◆ **STATED PROBLEM**
Pull out every line of the material below that contains the word "stucco". Treat uppercase and lowercase as different.

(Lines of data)
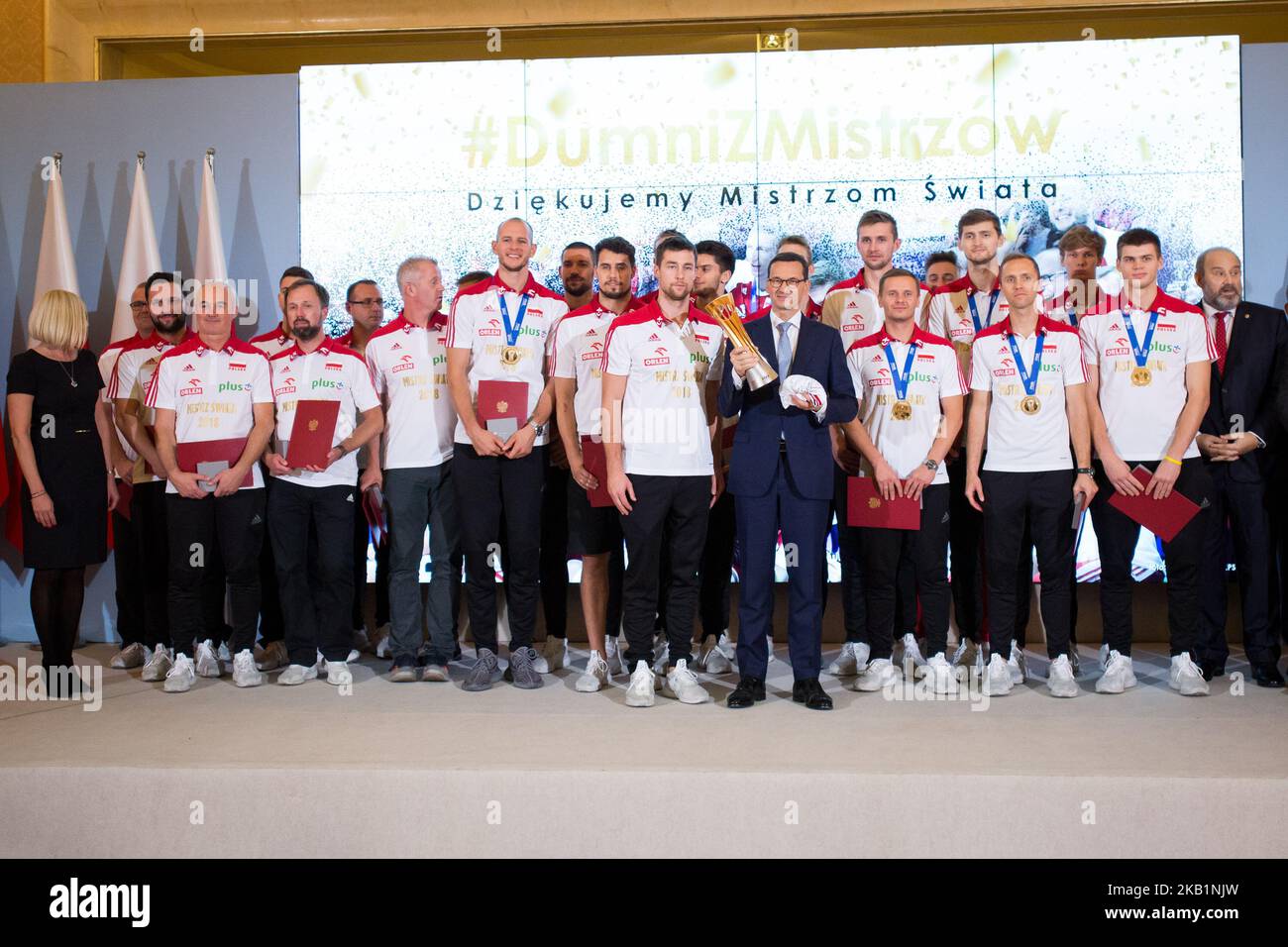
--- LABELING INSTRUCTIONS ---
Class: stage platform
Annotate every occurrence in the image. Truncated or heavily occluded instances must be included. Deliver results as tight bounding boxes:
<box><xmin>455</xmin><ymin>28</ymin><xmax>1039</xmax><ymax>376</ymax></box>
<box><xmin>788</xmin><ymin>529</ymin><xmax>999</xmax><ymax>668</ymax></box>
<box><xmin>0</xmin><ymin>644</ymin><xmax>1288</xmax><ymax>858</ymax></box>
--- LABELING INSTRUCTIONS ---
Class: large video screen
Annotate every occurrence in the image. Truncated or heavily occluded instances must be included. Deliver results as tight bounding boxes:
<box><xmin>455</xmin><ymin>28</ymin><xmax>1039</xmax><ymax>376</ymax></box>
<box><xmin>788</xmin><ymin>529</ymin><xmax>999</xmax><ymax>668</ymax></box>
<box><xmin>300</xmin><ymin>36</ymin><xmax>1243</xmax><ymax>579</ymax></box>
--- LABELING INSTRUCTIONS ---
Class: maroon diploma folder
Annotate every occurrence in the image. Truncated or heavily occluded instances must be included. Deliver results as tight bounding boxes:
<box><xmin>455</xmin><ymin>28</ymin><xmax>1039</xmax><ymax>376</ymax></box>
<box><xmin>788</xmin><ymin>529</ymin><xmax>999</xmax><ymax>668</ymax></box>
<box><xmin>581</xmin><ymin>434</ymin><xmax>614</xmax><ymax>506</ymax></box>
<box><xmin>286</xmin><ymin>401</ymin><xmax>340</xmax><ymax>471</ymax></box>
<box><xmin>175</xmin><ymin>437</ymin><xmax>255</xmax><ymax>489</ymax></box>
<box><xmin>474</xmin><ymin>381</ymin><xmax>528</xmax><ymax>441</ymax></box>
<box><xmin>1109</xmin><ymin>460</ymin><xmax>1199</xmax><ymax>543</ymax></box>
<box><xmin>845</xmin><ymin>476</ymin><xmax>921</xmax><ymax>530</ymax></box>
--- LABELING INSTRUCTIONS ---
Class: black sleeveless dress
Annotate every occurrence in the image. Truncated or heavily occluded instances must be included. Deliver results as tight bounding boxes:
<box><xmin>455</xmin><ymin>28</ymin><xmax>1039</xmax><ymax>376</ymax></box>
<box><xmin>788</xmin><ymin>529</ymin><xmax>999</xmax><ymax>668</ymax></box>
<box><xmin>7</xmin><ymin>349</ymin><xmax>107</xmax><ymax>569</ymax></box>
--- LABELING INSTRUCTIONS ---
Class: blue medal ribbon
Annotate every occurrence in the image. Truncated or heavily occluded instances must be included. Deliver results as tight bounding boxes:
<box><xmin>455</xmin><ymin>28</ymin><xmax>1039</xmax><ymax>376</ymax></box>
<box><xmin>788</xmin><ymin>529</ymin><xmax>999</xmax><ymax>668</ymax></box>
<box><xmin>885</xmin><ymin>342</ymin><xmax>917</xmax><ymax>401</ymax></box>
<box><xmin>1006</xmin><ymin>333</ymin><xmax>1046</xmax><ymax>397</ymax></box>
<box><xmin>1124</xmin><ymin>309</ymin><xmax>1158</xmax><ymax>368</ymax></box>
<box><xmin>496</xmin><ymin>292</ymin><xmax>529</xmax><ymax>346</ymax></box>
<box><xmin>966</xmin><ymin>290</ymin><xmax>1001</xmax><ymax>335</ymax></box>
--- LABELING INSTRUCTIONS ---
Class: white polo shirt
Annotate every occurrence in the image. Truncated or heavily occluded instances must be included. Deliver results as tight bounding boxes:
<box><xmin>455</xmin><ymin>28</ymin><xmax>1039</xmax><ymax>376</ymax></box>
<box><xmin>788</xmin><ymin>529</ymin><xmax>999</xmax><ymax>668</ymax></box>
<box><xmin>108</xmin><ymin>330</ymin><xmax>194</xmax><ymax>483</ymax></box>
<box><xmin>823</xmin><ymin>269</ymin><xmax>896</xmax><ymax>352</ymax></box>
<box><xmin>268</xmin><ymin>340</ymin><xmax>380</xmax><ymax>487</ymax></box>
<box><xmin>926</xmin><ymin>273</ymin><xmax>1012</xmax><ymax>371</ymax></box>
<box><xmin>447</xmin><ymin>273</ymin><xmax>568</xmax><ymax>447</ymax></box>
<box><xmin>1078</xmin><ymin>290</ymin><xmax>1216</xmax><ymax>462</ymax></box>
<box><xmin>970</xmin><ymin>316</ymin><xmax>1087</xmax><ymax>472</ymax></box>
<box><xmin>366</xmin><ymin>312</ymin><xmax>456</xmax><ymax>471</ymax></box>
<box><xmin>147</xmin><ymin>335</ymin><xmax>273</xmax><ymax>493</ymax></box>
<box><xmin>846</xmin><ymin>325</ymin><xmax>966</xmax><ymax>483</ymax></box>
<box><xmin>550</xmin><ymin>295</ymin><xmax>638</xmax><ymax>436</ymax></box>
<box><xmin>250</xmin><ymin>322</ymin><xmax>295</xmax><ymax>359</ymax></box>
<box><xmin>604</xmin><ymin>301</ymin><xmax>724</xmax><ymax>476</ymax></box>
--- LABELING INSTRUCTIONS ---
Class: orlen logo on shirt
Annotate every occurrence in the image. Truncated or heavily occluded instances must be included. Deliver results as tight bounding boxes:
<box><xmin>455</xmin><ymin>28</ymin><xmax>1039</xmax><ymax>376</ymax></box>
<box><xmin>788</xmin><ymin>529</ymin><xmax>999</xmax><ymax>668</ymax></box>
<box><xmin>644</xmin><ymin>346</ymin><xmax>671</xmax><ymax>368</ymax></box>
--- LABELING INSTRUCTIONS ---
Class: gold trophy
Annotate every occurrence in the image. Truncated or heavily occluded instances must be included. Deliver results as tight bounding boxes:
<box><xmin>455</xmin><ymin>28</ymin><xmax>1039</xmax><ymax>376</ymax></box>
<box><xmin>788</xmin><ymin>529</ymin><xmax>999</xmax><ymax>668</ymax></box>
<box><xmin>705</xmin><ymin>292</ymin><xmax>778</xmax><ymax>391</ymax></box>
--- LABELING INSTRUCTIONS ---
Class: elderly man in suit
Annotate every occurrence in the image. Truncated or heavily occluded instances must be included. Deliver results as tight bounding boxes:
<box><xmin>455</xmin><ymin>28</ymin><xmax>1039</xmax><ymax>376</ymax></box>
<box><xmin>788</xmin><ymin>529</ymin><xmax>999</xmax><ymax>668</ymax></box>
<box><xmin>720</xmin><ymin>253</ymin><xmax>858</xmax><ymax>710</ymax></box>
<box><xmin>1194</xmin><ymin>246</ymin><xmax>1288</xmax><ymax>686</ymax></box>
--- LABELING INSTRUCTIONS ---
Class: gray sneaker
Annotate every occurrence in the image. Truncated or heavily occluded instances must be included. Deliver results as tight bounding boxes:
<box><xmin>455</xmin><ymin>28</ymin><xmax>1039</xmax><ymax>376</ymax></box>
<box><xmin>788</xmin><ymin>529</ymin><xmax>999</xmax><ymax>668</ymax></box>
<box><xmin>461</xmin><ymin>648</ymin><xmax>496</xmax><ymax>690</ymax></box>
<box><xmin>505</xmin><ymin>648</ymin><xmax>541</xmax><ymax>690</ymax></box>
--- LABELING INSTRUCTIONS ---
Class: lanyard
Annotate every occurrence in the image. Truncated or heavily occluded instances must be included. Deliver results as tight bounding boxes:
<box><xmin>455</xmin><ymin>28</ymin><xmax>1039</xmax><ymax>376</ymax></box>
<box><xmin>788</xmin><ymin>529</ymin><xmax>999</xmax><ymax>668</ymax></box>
...
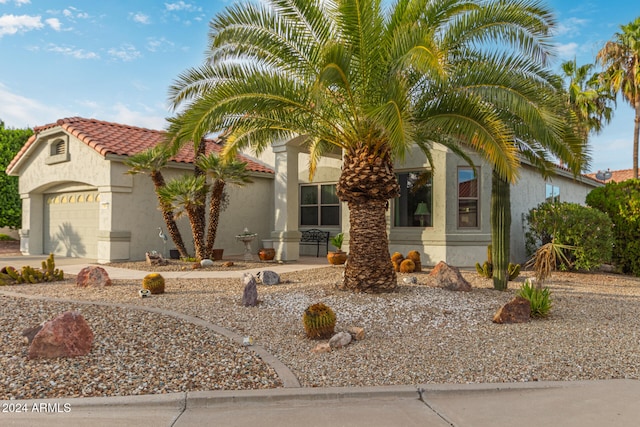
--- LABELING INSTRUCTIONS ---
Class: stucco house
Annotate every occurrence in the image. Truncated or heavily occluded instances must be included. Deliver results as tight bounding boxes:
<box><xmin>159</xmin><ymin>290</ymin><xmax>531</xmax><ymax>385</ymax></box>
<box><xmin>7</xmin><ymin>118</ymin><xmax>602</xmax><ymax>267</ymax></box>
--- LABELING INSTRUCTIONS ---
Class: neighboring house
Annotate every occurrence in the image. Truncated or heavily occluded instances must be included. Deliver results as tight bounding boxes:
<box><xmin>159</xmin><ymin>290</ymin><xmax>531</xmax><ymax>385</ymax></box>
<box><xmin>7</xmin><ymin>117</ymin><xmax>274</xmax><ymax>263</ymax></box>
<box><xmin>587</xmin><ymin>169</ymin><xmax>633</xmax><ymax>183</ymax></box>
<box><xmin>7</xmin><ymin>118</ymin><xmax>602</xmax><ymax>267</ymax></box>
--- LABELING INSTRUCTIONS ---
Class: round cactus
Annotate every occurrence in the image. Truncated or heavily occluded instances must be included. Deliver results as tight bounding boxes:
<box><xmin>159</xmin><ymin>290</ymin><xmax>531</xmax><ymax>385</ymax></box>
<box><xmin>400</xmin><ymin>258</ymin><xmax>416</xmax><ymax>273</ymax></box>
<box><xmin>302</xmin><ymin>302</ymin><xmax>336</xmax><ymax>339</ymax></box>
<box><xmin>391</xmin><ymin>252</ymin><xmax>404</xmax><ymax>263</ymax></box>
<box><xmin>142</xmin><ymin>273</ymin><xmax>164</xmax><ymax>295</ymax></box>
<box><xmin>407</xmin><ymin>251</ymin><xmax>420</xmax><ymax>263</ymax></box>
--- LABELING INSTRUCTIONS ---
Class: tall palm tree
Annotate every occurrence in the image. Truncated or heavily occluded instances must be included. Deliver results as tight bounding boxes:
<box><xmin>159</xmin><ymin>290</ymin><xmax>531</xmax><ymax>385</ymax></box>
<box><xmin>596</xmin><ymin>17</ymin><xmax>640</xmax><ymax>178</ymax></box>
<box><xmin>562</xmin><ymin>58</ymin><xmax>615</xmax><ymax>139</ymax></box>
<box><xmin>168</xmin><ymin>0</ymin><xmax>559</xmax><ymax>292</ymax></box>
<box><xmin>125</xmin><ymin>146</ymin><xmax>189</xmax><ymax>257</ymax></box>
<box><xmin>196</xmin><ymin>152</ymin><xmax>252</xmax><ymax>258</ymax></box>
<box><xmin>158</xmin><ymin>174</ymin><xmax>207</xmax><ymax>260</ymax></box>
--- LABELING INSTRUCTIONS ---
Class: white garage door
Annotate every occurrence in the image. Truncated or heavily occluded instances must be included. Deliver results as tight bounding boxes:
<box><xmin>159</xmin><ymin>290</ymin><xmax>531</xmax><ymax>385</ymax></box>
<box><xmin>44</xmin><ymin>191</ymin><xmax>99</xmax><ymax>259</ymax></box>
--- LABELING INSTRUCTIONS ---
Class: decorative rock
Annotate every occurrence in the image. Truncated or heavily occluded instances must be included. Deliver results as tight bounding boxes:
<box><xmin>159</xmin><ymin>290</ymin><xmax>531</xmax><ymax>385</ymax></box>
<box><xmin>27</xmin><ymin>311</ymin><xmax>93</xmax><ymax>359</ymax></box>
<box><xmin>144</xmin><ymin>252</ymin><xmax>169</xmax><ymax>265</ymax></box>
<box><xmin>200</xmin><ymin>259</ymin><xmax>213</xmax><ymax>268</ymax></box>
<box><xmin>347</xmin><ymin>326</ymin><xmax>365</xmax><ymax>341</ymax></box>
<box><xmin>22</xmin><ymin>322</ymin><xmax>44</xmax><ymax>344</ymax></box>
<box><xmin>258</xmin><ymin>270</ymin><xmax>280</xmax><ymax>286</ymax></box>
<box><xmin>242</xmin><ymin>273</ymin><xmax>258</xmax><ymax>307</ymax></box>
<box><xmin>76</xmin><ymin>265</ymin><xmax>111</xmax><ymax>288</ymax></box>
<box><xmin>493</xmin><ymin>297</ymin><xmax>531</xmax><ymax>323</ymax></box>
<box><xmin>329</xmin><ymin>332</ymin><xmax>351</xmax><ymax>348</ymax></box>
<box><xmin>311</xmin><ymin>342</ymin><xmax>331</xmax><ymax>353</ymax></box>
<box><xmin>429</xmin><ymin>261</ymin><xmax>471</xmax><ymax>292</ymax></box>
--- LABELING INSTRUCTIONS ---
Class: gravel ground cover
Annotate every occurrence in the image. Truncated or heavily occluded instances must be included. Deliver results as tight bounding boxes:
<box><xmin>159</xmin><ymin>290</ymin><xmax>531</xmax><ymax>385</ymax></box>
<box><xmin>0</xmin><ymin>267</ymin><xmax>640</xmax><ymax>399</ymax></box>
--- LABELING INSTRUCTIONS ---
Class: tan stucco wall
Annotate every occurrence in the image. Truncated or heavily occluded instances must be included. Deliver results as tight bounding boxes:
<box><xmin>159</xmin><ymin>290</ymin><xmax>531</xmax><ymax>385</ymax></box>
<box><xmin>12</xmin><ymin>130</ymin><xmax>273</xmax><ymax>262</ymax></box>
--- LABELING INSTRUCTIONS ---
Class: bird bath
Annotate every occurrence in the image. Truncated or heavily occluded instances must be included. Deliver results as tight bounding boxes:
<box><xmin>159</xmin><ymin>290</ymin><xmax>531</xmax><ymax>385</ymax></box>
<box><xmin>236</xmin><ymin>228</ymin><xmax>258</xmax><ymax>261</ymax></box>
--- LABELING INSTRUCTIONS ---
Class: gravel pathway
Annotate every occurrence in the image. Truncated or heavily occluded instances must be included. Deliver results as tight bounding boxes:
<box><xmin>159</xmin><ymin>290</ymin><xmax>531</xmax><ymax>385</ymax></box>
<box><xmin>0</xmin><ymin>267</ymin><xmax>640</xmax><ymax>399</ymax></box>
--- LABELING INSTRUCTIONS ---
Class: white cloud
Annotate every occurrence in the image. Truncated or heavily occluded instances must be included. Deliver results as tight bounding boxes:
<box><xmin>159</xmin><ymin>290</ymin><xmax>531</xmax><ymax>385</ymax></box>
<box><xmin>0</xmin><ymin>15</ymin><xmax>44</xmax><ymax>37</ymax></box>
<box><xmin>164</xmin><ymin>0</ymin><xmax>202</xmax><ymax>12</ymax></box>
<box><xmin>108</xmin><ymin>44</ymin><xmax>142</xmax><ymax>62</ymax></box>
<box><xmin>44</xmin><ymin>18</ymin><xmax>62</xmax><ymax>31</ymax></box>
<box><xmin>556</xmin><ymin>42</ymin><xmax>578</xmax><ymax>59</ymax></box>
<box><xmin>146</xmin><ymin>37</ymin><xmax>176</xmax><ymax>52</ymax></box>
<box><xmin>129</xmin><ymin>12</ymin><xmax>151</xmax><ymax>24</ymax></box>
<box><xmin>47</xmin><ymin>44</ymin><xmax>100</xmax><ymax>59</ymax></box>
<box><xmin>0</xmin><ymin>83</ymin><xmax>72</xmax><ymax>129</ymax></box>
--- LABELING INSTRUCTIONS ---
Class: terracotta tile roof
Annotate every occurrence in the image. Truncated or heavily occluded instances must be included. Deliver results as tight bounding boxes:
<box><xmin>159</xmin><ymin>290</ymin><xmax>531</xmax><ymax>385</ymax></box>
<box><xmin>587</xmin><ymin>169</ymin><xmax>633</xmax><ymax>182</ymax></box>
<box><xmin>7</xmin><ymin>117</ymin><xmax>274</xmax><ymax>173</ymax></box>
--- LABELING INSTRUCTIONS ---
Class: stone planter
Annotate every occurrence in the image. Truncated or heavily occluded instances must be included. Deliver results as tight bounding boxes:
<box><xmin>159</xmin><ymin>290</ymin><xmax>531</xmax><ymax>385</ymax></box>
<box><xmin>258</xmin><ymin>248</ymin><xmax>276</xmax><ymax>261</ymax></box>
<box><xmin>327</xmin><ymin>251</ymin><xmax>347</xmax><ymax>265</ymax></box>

◆ **RESULT FOR THIS TASK**
Class: stucco house
Class: tan stucco wall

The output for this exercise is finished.